- **题目描述**
能把下面所有条目中的“pine tree”换成“conifer”，其余内容一字不改地重新写出来吗？

- **数据行**
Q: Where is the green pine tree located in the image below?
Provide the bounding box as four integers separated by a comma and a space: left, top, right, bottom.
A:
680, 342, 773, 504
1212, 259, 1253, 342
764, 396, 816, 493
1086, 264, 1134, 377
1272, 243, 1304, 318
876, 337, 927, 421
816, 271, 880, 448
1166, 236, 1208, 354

- **参考解答**
Q: Where is the green conifer located in the image below?
Provide the bounding box as four integers separated by a comma and a space: left, top, right, bottom.
A:
680, 342, 773, 504
1212, 259, 1253, 342
764, 396, 816, 493
1086, 264, 1134, 377
1272, 243, 1304, 318
876, 337, 927, 421
816, 271, 880, 448
1166, 236, 1208, 354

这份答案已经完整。